_The task_. Return every one of the following entries verbatim, with no changes to any line.

_Supplied entries_.
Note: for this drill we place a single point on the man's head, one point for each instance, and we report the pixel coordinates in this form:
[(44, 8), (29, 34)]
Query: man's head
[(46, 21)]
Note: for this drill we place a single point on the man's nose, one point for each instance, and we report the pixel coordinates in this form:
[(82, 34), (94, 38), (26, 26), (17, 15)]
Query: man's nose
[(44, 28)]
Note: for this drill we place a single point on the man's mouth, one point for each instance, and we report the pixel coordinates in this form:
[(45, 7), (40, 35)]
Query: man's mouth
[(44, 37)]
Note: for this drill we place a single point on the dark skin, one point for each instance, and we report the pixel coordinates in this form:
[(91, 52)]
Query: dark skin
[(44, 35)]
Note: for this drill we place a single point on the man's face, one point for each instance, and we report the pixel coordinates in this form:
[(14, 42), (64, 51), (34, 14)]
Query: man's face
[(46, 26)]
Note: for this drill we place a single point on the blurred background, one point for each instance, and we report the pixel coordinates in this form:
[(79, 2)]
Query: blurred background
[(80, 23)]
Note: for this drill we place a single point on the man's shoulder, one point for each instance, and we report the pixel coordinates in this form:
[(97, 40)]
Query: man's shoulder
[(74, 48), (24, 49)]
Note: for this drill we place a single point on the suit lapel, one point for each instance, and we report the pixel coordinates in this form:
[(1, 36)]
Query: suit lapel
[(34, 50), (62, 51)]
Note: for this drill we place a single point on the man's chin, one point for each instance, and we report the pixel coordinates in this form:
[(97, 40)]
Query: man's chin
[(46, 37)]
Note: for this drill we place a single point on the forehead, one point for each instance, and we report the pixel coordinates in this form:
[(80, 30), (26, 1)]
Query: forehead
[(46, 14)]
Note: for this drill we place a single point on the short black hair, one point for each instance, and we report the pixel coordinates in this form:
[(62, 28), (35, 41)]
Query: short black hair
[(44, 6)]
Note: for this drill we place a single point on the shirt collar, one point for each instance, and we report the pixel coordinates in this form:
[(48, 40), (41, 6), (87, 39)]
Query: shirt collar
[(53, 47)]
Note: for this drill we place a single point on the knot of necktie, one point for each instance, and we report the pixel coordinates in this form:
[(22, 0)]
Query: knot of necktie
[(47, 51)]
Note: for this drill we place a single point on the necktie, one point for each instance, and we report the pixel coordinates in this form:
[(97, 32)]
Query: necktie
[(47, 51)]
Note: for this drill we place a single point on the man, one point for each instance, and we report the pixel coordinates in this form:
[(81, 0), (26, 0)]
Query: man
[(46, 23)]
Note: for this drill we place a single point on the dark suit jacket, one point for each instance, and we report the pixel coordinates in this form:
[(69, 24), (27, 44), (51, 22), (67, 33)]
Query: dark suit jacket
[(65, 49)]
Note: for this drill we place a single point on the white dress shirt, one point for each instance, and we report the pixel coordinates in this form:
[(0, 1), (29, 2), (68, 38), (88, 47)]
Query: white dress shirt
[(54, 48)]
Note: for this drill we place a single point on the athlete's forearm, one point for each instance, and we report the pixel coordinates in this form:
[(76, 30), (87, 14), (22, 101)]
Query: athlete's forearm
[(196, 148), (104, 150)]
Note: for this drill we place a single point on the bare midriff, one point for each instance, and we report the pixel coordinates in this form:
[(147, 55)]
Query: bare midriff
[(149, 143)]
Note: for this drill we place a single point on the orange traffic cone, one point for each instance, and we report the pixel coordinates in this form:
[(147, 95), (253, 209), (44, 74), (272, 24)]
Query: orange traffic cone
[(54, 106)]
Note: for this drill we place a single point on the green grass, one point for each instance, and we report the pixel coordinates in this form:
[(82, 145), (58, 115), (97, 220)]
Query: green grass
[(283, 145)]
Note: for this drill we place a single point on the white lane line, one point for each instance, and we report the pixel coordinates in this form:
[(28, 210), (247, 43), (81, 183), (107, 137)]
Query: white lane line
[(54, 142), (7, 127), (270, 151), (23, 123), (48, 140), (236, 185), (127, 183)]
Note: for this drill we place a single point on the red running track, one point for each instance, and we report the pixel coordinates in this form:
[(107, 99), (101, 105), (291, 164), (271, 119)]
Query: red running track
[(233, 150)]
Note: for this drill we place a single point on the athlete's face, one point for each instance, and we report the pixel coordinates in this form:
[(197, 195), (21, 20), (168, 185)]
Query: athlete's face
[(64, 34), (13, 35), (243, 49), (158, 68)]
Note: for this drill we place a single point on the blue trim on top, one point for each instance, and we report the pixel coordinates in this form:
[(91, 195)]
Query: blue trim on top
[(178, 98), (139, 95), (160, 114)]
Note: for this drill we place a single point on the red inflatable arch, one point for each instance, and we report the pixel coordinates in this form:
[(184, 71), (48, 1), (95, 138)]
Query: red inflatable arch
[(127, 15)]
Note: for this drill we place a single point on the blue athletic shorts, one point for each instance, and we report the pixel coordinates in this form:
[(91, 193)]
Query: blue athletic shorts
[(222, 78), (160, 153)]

_Answer to the task_.
Note: for this drill we place a single point on the man's head, one point for each instance, and we report the pixel coordinates in this form:
[(44, 8), (29, 34)]
Query: man's head
[(46, 21)]
Note: for this drill we place a single point on the man's nose, one point for each instance, and we report the pixel coordinates in this form:
[(82, 34), (94, 38), (26, 26), (17, 15)]
Query: man's nose
[(44, 28)]
Note: for this drill we place a single point on the man's mouth, one point for each instance, and we report the pixel coordinates in this form:
[(45, 7), (40, 35)]
Query: man's mouth
[(44, 37)]
Note: for this drill we place a single point on the dark skin, one point for each instance, and we report the pixel coordinates in this form:
[(91, 52)]
Query: dark skin
[(44, 35)]
Note: for this drill we place a single point on the man's face, one point for each instance, and we report the pixel coordinates in this form:
[(14, 42), (64, 51), (34, 14)]
Query: man's face
[(46, 26)]
Note: for this drill we place a single point on the blurred background, one point for each instance, and we report the pixel coordinates in this form:
[(79, 2)]
Query: blurred background
[(80, 23)]
Note: for this drill we place a single point on the man's shoulder, one point for each instance, and we report the pixel coordinates in this form:
[(97, 40)]
Query: man's shoulder
[(74, 48), (24, 49)]
Note: for this drill we place a single point on the suit lapel, one point for each instance, and we report the pixel coordinates in this form:
[(1, 36)]
Query: suit lapel
[(34, 50), (62, 51)]
Note: for this drill we place a single point on the man's chin, one point for each instance, and we report the pixel coordinates in this form:
[(97, 40)]
Query: man's chin
[(46, 37)]
Note: for this drill we place a single point on the forehead, one point for each instance, and we report the pixel coordinates in this form:
[(80, 30), (26, 1)]
Query: forehead
[(46, 14)]
Note: for this drill we place a single point on the short black hair, one point for each instance, and we report the pixel coordinates in this form:
[(62, 28), (35, 41)]
Query: short black hair
[(44, 6)]
Note: for this drill we place a single point on the shirt collar, one point for each instance, and we report the pixel coordinates in this form:
[(48, 40), (41, 6), (87, 39)]
Query: shirt collar
[(53, 47)]
Note: for this drill we place a single point on the knot of necktie, one point for each instance, and we report the pixel coordinates in this form:
[(22, 0)]
Query: knot of necktie
[(47, 51)]
Note: for this drill we place a single point on the necktie, one point for each instance, and we report the pixel coordinates in this form:
[(97, 32)]
Query: necktie
[(47, 51)]
Note: for this drill we place a single point on the man, one point for each instance, and we report the pixel coordinates in this form:
[(81, 0), (26, 0)]
Query: man
[(46, 23)]
Note: for this drill we place a single point on the dark suit jacket, one point for each instance, and we report the pixel coordinates in this form:
[(69, 24), (27, 44), (51, 22), (67, 33)]
Query: dark suit jacket
[(65, 49)]
Note: for this drill we place a single point on the white dress shirt, one point for each instance, and we report the pixel coordinates in this form:
[(0, 1), (29, 2), (68, 38), (88, 47)]
Query: white dress shirt
[(54, 48)]
Note: for this drill we place a single point on the athlete's forearm, one point for each instance, and we report the pixel coordinates in this form:
[(76, 30), (87, 14), (22, 101)]
Query: athlete's forearm
[(196, 148), (104, 150)]
Note: for this drill we place a single point on the bare midriff, one point for each instance, and we report the pixel coordinates in this form:
[(147, 55)]
Query: bare midriff
[(149, 143)]
Note: for this drill we place a single point on the orange traffic cone, one point for each instance, and we report the pixel coordinates in this form:
[(147, 95), (253, 209), (44, 74), (272, 24)]
Query: orange traffic cone
[(54, 106)]
Note: for this drill we place a single point on the green grass, one point for each instance, and we report the pixel coordinates in this form:
[(82, 145), (58, 115), (97, 220)]
Query: green grass
[(283, 145)]
Note: for this drill we place a single point on the white lane line, one point for each instance, and we report the pixel coordinates in this form:
[(28, 210), (247, 43), (81, 183), (107, 137)]
Query: white lane line
[(54, 142), (7, 127), (270, 151), (23, 123), (48, 140), (236, 185), (127, 183)]
Note: for this drill we place a single point on the red running track, one point for each instance, and we report the pixel coordinates in this form:
[(107, 99), (101, 105), (291, 164), (271, 119)]
Query: red running track
[(233, 150)]
Note: for this drill we place a single point on the athlete's face, one point for each instance, and we report the pixel coordinates in this form:
[(197, 195), (21, 20), (168, 185)]
Query: athlete's face
[(64, 34), (13, 35), (243, 49), (158, 68)]
Note: for this drill we place a single point on the blue trim on top, one point for each instance, and we report the pixel coordinates in this form:
[(91, 195)]
Query: blue trim on top
[(178, 98), (139, 95), (160, 114)]
Note: for this drill we place a single point on the red inflatable arch, one point for each instance, and we report the pixel coordinates in this form:
[(184, 71), (48, 1), (95, 138)]
Query: red inflatable arch
[(127, 15)]
Note: for this drill we place a single point on the blue athletic shorts, one point for each instance, and we report the pixel coordinates in this form:
[(91, 193)]
Query: blue athletic shorts
[(222, 78), (160, 153)]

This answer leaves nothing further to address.